**What you need to do**
Everything from the line that contains "Locate every instance of the navy blue uniform" through the last line of the listing must be copied exactly, with both of those lines included and no others.

**Extracted data**
(begin)
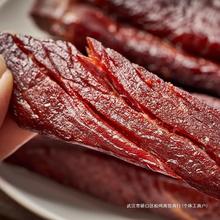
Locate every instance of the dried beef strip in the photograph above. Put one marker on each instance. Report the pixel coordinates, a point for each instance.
(71, 24)
(41, 104)
(192, 25)
(111, 108)
(113, 180)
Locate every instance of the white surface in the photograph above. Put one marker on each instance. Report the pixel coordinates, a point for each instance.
(43, 197)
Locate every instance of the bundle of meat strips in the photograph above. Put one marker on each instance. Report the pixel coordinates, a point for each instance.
(90, 87)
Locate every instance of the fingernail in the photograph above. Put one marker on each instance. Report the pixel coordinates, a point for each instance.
(2, 66)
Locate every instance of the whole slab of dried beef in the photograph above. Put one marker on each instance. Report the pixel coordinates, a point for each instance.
(114, 181)
(190, 24)
(111, 105)
(70, 23)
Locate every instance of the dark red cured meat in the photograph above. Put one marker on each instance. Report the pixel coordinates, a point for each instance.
(192, 25)
(151, 95)
(41, 104)
(212, 101)
(118, 123)
(113, 180)
(71, 24)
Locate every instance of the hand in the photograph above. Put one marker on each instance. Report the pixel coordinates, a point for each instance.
(11, 136)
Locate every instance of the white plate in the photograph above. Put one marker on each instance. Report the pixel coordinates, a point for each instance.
(39, 195)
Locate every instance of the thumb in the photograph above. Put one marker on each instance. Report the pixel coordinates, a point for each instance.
(6, 84)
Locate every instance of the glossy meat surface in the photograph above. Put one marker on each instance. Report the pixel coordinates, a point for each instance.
(71, 24)
(191, 24)
(113, 180)
(114, 106)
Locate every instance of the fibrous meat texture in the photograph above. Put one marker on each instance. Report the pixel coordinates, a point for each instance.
(192, 25)
(70, 22)
(120, 182)
(112, 105)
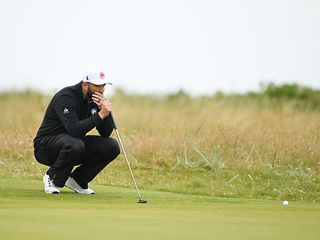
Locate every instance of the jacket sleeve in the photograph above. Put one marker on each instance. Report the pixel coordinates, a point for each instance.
(68, 112)
(105, 128)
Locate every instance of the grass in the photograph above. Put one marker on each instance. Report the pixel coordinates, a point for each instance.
(234, 146)
(27, 213)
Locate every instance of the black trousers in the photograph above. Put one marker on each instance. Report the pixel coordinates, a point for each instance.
(63, 152)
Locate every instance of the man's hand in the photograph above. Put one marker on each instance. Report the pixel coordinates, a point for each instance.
(103, 104)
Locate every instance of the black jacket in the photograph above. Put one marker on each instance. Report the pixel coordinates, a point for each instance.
(69, 113)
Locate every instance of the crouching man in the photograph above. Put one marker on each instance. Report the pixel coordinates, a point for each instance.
(61, 141)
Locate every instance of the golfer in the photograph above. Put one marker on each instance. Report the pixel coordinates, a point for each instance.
(61, 141)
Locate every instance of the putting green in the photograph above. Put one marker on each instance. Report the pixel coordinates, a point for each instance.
(27, 213)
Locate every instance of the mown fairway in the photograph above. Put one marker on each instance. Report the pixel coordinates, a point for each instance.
(211, 168)
(27, 213)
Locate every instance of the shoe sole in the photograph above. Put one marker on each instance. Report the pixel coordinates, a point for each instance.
(77, 191)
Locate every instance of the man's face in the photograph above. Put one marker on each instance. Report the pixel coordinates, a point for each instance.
(92, 88)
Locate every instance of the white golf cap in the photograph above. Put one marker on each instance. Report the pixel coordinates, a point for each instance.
(96, 77)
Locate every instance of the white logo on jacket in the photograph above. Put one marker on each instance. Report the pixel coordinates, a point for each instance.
(93, 111)
(65, 110)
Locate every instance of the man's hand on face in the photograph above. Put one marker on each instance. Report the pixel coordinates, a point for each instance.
(104, 105)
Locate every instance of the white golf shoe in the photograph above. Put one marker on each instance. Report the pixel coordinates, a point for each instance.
(73, 185)
(49, 186)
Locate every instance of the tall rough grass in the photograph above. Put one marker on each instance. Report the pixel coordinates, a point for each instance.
(236, 146)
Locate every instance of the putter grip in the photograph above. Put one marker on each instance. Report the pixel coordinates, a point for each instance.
(112, 121)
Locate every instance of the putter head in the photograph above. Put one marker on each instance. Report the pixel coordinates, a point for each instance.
(142, 201)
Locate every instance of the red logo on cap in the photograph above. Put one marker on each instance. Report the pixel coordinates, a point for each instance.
(102, 76)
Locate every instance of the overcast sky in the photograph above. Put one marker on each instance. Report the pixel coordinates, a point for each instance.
(160, 46)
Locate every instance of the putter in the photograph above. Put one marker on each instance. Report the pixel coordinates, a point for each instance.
(125, 156)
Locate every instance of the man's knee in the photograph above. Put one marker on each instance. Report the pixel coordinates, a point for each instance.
(109, 147)
(114, 146)
(75, 146)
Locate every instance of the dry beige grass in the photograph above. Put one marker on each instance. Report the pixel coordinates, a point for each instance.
(200, 146)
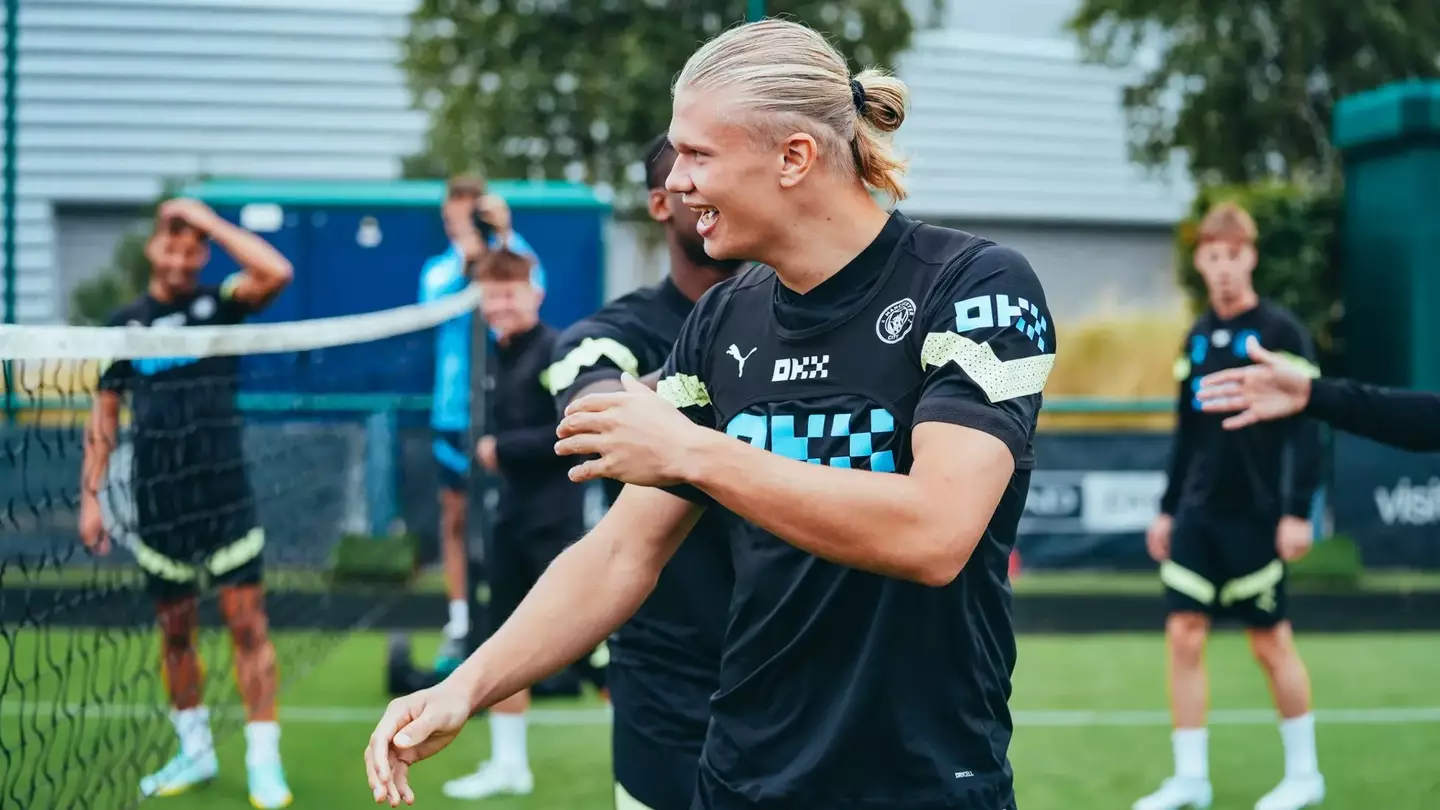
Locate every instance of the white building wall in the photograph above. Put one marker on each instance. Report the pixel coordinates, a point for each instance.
(115, 95)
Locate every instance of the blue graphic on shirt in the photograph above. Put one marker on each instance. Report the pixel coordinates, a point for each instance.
(838, 447)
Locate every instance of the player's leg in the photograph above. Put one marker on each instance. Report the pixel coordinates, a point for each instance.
(236, 565)
(452, 467)
(1257, 594)
(166, 557)
(257, 678)
(507, 771)
(1190, 597)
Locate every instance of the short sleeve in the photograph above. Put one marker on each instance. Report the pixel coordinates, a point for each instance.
(589, 352)
(988, 349)
(231, 310)
(681, 379)
(115, 376)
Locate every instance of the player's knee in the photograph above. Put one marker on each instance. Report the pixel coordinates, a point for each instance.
(1272, 646)
(248, 630)
(1187, 637)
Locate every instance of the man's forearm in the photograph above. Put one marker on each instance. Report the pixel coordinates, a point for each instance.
(586, 593)
(874, 522)
(100, 441)
(1409, 420)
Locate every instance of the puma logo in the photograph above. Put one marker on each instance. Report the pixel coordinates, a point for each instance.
(735, 352)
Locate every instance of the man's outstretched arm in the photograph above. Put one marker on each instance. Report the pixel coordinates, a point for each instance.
(586, 593)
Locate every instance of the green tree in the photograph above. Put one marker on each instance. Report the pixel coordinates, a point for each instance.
(1244, 90)
(532, 88)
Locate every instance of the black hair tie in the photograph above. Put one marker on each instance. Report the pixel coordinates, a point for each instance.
(857, 94)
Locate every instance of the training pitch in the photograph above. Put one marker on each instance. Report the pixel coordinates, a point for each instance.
(1092, 728)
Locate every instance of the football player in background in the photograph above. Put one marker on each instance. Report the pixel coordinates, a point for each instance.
(1234, 512)
(195, 506)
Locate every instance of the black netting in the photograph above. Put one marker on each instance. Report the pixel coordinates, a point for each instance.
(84, 708)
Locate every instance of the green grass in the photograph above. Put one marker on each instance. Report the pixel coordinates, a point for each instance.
(432, 581)
(1083, 766)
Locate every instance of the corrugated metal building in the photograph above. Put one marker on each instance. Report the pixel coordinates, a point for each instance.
(1010, 134)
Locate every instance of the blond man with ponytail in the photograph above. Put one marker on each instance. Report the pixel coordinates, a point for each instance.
(861, 402)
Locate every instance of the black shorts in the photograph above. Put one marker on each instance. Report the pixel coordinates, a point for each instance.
(1226, 568)
(648, 774)
(196, 531)
(451, 460)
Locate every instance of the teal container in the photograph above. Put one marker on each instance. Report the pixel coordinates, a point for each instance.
(1390, 140)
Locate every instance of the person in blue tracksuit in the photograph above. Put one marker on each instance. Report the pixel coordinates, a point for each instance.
(475, 222)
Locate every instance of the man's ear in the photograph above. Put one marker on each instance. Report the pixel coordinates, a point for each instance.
(658, 205)
(798, 156)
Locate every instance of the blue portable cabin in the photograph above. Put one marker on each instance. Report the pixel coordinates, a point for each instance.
(359, 247)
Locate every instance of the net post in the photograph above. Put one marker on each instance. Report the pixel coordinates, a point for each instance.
(382, 431)
(480, 516)
(12, 56)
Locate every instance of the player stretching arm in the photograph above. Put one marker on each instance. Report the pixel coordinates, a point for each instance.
(1234, 512)
(664, 663)
(1275, 388)
(880, 401)
(195, 525)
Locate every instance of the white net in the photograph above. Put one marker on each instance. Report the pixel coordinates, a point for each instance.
(195, 490)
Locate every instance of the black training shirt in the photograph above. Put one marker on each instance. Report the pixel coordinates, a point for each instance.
(185, 411)
(1263, 472)
(666, 660)
(536, 487)
(838, 688)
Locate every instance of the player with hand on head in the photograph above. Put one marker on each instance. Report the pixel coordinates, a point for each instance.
(195, 505)
(1275, 388)
(475, 222)
(874, 448)
(666, 660)
(1234, 512)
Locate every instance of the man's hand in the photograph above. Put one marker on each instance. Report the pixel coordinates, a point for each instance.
(92, 525)
(192, 212)
(1270, 389)
(412, 728)
(640, 437)
(1293, 538)
(1157, 539)
(486, 453)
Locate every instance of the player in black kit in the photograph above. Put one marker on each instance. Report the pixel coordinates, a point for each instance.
(666, 660)
(195, 506)
(1234, 512)
(883, 379)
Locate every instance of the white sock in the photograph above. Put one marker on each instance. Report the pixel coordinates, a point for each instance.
(1191, 753)
(507, 740)
(458, 626)
(1298, 735)
(193, 728)
(261, 744)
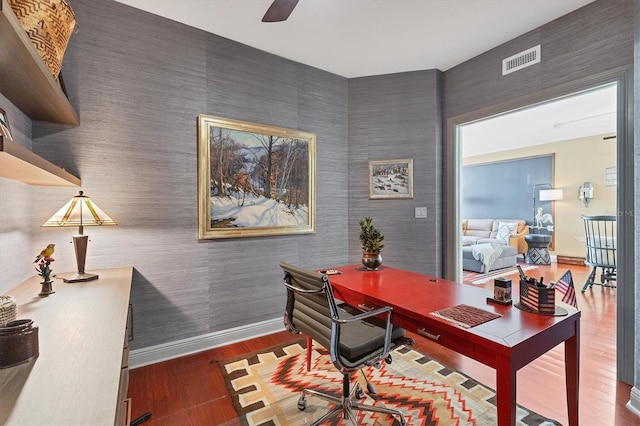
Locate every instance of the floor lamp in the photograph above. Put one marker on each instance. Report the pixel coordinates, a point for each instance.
(80, 211)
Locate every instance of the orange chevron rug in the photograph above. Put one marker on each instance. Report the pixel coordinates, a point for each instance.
(265, 388)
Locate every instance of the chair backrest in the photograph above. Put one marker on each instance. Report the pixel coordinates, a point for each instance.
(309, 310)
(601, 240)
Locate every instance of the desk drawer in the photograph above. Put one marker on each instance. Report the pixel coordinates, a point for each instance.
(435, 334)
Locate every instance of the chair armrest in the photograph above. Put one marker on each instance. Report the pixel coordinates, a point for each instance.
(302, 290)
(524, 231)
(374, 312)
(367, 314)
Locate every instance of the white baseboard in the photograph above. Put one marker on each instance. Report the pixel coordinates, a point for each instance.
(634, 403)
(171, 350)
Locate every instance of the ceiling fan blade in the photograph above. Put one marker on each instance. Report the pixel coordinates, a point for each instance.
(279, 10)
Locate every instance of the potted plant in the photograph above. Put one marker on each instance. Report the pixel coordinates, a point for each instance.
(371, 239)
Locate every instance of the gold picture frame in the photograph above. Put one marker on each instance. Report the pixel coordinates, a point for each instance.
(391, 179)
(254, 180)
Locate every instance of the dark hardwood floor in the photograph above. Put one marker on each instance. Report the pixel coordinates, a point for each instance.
(191, 391)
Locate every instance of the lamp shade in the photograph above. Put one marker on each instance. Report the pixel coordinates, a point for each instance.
(79, 211)
(551, 194)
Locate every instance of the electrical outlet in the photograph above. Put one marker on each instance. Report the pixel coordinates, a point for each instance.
(421, 212)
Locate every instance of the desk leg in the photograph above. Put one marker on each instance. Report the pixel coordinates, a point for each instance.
(572, 374)
(506, 392)
(309, 349)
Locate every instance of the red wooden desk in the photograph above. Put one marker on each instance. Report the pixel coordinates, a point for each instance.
(507, 343)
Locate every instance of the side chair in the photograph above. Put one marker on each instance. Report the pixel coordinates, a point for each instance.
(601, 242)
(354, 341)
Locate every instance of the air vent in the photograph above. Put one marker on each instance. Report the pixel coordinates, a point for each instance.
(521, 60)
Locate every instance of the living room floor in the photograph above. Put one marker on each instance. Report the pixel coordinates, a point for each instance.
(191, 391)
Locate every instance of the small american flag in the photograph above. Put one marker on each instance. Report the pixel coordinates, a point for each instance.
(565, 286)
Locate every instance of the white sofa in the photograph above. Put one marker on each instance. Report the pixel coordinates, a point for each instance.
(478, 231)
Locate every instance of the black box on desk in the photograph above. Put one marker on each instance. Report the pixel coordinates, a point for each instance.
(502, 290)
(539, 299)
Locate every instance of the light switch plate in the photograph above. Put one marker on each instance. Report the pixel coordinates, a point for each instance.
(421, 212)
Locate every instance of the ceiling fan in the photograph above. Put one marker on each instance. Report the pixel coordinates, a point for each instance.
(279, 10)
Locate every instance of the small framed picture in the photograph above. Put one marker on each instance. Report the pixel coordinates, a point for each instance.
(391, 179)
(4, 125)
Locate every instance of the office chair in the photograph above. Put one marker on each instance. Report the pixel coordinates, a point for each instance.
(353, 341)
(601, 241)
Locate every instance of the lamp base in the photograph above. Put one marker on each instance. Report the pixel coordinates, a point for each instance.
(77, 278)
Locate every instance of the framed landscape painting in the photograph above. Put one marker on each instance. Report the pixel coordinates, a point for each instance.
(254, 180)
(391, 179)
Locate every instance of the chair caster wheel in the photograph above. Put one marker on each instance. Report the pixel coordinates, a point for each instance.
(302, 403)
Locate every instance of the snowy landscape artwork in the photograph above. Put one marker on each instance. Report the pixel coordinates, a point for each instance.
(391, 179)
(254, 180)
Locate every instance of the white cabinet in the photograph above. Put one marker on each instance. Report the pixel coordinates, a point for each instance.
(81, 375)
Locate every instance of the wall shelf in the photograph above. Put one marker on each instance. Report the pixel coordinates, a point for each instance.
(26, 80)
(22, 165)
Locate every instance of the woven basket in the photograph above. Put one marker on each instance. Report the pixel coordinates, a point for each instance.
(7, 309)
(49, 24)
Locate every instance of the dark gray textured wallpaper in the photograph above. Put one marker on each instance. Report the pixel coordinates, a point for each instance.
(139, 82)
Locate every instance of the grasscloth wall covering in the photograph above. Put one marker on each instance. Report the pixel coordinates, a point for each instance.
(393, 117)
(139, 83)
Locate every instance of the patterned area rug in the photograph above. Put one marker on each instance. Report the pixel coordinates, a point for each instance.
(265, 388)
(479, 278)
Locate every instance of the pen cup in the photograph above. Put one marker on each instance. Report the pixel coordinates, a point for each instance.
(539, 299)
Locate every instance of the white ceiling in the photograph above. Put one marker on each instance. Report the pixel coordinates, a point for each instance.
(356, 38)
(581, 115)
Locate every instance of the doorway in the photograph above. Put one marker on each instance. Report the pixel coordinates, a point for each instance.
(559, 144)
(623, 78)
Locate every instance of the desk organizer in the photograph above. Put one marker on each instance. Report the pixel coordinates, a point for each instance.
(18, 342)
(538, 299)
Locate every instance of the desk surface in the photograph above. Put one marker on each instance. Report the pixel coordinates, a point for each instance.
(76, 377)
(418, 295)
(507, 343)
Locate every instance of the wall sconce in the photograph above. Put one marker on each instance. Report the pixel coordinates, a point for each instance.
(80, 211)
(586, 193)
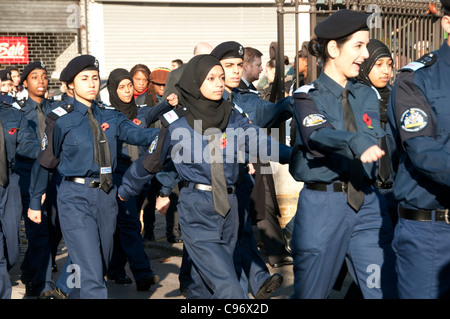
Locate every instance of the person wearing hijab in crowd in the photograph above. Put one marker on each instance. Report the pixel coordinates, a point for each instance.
(80, 142)
(209, 127)
(376, 71)
(341, 214)
(128, 243)
(16, 138)
(141, 80)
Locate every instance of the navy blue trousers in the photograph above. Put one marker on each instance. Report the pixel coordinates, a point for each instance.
(327, 232)
(88, 220)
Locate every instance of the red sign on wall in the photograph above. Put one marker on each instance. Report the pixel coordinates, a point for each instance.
(14, 50)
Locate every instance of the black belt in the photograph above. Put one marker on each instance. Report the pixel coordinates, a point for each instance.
(384, 185)
(92, 183)
(208, 188)
(323, 187)
(441, 215)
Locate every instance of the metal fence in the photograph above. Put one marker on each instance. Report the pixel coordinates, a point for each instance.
(410, 28)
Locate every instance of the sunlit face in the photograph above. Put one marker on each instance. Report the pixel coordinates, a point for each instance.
(214, 84)
(86, 86)
(36, 83)
(125, 90)
(348, 58)
(15, 76)
(381, 72)
(7, 86)
(140, 82)
(233, 71)
(270, 73)
(159, 88)
(253, 70)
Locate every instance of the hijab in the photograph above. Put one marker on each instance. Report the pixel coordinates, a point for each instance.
(115, 77)
(213, 114)
(377, 50)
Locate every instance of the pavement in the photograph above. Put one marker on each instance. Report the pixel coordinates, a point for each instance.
(165, 260)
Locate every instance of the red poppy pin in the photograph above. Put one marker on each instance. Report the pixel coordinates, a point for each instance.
(223, 141)
(368, 121)
(105, 126)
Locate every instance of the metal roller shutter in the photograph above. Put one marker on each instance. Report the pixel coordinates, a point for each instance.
(155, 34)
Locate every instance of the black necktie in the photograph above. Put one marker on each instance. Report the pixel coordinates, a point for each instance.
(384, 164)
(3, 159)
(218, 181)
(101, 153)
(41, 120)
(355, 193)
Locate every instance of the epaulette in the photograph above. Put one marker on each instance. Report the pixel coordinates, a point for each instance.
(60, 111)
(425, 61)
(173, 115)
(306, 88)
(105, 106)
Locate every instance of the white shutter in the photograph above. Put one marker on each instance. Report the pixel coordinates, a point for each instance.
(155, 35)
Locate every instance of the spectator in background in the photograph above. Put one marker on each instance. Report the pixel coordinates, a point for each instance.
(176, 64)
(141, 80)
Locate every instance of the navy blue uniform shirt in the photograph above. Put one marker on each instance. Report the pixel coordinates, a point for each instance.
(419, 114)
(323, 146)
(72, 149)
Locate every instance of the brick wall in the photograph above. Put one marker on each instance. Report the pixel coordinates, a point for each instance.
(47, 47)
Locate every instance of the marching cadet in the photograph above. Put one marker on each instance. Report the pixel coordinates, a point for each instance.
(419, 114)
(340, 214)
(80, 142)
(262, 114)
(43, 238)
(16, 138)
(128, 244)
(207, 206)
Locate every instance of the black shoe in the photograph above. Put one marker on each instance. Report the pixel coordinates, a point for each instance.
(145, 283)
(53, 294)
(183, 291)
(121, 280)
(270, 285)
(283, 262)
(end)
**Result for this exercise**
Locate every instance of the navy blue uniform shirt in the photograph above. Put one marker on each instance. Report the pixel coordinates, a point for each instance.
(419, 114)
(323, 146)
(72, 149)
Locate every instance of the brick wall in the photograph above. Put one marker on each instance. Report the pixel coordinates, a point for each instance.
(47, 47)
Locate every instance of the marching cadet in the photograph above. Put one marker on each instance. Report the pixel coordinates, a point for each instance.
(419, 114)
(340, 214)
(80, 142)
(262, 114)
(43, 238)
(16, 138)
(128, 244)
(207, 206)
Locate every instance of the black shoe in the photograph above. Put one marker on each instance. Report the pixel coordinates, a point for each instance.
(145, 283)
(53, 294)
(183, 291)
(121, 280)
(270, 285)
(283, 262)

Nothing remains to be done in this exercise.